### TASK TO CARRY OUT
Reproduce exactly the lines from the one containing "Tag each instance of the open" through the last line of the data, both ends included.
#### RECORDS TO USE
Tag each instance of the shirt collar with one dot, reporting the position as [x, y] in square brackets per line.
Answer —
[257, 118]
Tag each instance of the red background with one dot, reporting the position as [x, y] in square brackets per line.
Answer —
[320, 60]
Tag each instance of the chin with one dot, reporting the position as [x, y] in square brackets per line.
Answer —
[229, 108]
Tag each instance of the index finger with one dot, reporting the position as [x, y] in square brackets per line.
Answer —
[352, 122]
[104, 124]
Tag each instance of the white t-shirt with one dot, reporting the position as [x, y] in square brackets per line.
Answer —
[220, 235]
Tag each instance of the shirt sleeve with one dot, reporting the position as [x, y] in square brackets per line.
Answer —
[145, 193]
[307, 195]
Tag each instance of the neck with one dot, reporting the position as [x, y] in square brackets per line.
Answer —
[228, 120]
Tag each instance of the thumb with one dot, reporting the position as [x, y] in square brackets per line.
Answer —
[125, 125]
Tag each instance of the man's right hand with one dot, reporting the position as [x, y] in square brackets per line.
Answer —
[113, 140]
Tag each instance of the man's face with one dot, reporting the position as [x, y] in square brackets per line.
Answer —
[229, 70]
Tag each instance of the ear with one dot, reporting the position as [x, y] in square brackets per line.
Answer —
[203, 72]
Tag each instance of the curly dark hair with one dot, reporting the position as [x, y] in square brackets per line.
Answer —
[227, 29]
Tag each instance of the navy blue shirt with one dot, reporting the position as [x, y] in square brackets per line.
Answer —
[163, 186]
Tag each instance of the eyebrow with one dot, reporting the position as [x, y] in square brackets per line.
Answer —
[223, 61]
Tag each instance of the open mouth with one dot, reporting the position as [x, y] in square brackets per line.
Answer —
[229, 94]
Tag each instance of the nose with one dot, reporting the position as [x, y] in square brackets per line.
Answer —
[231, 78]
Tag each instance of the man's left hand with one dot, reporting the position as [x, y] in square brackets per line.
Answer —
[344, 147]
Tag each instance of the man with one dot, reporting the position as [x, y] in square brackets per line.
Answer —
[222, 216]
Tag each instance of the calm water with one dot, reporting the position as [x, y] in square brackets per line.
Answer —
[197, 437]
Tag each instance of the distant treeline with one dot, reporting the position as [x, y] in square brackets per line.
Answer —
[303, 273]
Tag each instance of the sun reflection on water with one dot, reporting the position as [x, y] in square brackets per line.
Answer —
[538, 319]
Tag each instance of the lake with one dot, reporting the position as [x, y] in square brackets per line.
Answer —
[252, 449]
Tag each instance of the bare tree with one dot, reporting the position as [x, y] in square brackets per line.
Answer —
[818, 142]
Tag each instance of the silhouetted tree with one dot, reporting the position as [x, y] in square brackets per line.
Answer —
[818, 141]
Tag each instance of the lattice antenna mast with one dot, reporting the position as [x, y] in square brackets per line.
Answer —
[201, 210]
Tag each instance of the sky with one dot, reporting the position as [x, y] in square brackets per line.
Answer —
########
### SOLVED PROBLEM
Tag each instance of the open mouth with one dot, reporting the position as [x, y] in square brackets per line.
Answer —
[229, 94]
Tag each instance of the nose with one dot, reporting the position as [x, y] in square brackets per line.
Answer —
[231, 78]
Tag each instance of the man's left hand with one dot, reporting the position as [x, y] in square brackets per line.
Answer —
[344, 147]
Tag each instance of the man with one dot, reporting the position as [x, y] in square brackets per line.
Answer —
[222, 216]
Tag each instance of the calm water with one dot, reporting the position as [x, y] in square brackets per line.
Answer —
[197, 437]
Tag each instance of the distant treeline with one dot, reporting the position as [x, y] in square brackets per line.
Answer —
[303, 273]
Tag each instance of the sun reflection on water with one dot, reporting the position as [x, y] in square brackets per line.
Answer —
[538, 319]
Tag each instance of the lake with one dot, reporting the position as [x, y] in square brackets per line.
Answer —
[252, 449]
Tag each instance of the bare tree with one dot, reporting the position as [x, y] in square brackets per line.
Answer —
[818, 142]
Tag each instance of the silhouetted tree with one dot, reporting the position as [x, y] in square brackets per line.
Answer —
[818, 141]
Tag each instance of the lattice antenna mast with one dot, reporting the position as [x, y] in square brackets per line.
Answer —
[201, 210]
Tag each instance of the sky with one dot, reporting the position as [x, y] in square brackets per line.
Answer —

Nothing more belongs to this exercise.